Tanha is an Indian television drama which aired on Star Plus in 1999.It was a joint presentation of India and Pakistan and it included top Pakistani actors such as Sajid Hasan and
Marina Khan. The lyrics for the title song were composed by Javed Akhtar and set to tune by Raju Singh. It was written by Haseena Moin, the writer of popular Pakistani television series like Dhoop Kinare, Tanhaiyaan and Ankahi. Tanha was a very popular drama and it received huge ratings. It was an Indo-Pak Drama and was enjoyed by the people of South Asia.

Synopsis
Tanha is a poignant family drama. Sushma Seth plays the role of a contemporary Muslim woman, Shakeela Begum, a widow running a prosperous garment export industry. She is dynamic and an inspiration, who strives to keep her family together.

The series opens with the family getting together to celebrate Eid. The story then unfolds the interesting and colourful characters and the intimacy and filial love between them. The series has been shot on location in Lucknow, Aligarh and other important cities in India.

▶ **Dataset excerpts**:
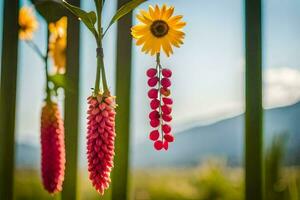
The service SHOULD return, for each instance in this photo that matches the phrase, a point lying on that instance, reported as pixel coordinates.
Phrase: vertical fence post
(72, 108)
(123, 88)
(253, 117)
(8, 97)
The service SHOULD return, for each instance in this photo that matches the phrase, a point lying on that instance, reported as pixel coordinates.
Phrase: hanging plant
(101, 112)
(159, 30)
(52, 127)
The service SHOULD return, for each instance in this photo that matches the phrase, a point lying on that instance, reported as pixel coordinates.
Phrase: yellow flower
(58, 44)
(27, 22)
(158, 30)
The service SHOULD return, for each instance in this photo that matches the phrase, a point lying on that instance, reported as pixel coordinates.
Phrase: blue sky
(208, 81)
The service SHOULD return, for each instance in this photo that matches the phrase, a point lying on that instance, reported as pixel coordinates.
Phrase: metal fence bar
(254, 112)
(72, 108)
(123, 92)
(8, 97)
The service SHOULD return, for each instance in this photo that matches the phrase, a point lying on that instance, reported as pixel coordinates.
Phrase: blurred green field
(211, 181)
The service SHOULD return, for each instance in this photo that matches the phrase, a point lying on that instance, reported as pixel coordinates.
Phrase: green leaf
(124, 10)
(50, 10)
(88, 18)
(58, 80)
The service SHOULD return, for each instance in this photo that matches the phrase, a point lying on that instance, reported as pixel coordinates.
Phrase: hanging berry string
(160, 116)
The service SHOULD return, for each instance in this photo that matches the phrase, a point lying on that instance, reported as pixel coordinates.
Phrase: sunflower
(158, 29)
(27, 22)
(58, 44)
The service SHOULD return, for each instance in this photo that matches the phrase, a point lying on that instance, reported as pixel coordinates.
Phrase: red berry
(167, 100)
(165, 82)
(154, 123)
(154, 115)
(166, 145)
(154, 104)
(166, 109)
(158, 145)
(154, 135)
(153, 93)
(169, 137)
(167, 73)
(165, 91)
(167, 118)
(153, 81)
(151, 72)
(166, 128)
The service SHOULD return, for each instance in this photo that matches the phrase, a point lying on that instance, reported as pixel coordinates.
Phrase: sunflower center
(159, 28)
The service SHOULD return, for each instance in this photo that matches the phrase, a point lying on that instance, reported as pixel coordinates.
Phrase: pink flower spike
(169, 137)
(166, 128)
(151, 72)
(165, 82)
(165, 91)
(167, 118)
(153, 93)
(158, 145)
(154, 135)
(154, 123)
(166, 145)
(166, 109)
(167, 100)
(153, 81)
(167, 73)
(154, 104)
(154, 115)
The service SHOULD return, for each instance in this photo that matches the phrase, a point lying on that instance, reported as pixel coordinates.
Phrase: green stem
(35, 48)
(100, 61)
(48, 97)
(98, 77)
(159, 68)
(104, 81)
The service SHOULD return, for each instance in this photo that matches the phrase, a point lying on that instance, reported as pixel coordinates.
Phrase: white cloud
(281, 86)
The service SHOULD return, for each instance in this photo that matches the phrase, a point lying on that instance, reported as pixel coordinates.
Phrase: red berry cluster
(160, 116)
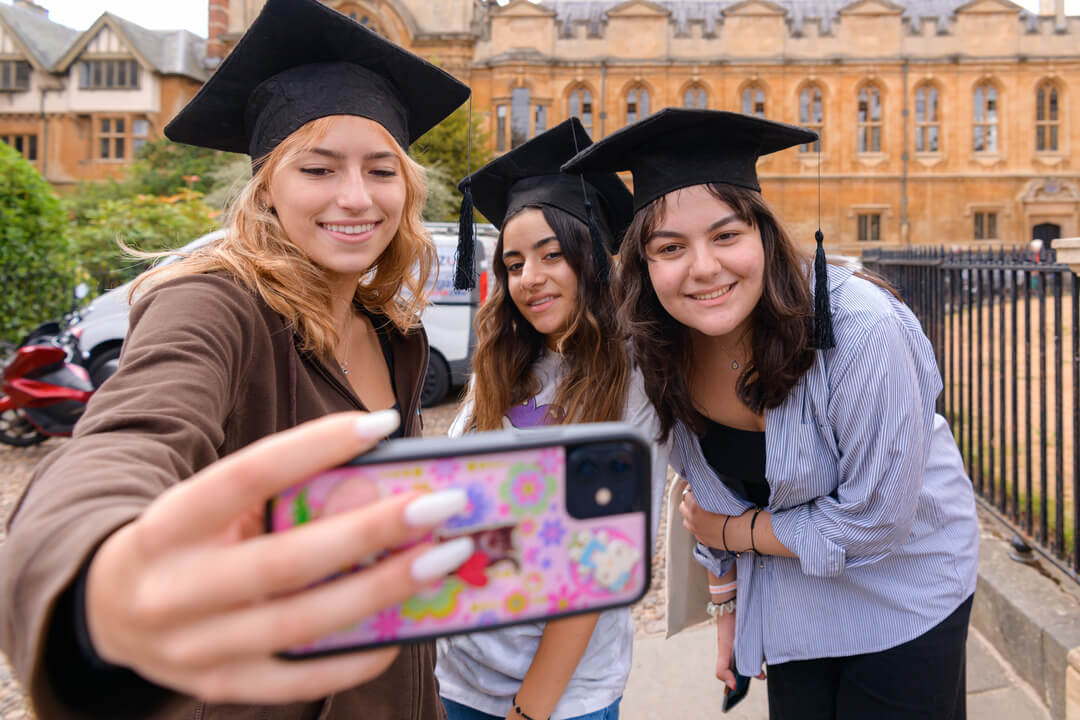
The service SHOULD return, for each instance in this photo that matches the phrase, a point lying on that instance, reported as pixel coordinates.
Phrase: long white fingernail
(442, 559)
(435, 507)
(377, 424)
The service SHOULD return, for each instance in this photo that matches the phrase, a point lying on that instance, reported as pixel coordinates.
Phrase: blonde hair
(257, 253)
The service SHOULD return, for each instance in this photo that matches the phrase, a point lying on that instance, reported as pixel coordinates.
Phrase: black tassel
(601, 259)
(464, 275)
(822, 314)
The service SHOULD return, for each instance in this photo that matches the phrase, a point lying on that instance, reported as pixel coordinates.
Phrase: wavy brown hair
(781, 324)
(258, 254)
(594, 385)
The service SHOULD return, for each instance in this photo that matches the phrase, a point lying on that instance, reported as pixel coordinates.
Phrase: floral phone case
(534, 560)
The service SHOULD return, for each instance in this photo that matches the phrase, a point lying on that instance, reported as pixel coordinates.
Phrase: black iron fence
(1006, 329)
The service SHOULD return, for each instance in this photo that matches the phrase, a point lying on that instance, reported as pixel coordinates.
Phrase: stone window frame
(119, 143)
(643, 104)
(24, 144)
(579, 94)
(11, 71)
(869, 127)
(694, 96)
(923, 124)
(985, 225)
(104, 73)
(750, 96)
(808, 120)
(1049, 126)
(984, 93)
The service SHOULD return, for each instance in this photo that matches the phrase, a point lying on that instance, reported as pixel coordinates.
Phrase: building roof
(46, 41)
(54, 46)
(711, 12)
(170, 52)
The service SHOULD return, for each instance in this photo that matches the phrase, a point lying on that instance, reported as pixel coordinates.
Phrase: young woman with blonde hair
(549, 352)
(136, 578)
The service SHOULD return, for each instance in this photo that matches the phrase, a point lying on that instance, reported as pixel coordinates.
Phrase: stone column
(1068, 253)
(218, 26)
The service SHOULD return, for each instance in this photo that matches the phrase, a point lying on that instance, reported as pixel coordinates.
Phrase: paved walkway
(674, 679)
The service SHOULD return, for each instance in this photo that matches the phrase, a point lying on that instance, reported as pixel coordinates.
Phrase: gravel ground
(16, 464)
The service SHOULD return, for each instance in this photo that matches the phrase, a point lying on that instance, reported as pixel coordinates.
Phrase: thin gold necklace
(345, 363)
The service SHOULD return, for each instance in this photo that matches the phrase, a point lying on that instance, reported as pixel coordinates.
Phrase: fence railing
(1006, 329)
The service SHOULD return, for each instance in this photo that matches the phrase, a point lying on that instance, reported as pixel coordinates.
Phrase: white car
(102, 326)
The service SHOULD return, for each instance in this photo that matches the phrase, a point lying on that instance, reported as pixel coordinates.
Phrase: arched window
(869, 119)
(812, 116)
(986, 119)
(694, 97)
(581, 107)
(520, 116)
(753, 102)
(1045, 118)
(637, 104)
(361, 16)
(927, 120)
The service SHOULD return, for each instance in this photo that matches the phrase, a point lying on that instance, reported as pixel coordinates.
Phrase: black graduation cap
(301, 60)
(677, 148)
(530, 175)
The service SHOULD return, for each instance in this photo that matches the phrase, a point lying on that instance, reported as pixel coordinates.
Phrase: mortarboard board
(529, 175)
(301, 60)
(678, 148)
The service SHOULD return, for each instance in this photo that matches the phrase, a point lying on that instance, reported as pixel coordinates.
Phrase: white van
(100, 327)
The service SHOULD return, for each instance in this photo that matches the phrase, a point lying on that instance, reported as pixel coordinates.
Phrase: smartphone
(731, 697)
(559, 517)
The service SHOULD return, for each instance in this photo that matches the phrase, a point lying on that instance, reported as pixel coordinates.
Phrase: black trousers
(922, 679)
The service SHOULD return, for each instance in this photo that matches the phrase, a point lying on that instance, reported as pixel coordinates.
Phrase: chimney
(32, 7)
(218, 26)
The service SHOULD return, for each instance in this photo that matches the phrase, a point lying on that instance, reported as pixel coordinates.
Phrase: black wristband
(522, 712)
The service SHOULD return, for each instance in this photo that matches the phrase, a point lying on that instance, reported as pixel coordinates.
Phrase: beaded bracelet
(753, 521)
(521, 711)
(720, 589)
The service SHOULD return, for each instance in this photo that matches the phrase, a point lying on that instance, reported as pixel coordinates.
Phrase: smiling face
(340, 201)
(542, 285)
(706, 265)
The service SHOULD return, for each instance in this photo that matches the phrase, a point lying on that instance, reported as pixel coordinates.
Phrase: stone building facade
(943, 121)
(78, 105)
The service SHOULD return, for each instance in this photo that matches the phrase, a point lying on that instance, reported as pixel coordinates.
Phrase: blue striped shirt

▶ **Written exercise A**:
Name every Pakistani television series that the text on the drama Tanha credits to Haseena Moin.
▶ **Written exercise B**:
Rewrite the paragraph of the Tanha text beginning "Tanha is a poignant family drama" as a single shorter sentence that keeps its main facts.
▶ **Written exercise C**:
According to the Tanha text, who set the title song's lyrics to tune?

▶ **Worked solution A**:
Dhoop Kinare, Tanhaiyaan, Ankahi

▶ **Worked solution B**:
Tanha is a moving family drama in which Sushma Seth plays Shakeela Begum, a dynamic and inspiring Muslim widow who runs a prosperous garment export business and works to keep her family together.

▶ **Worked solution C**:
Raju Singh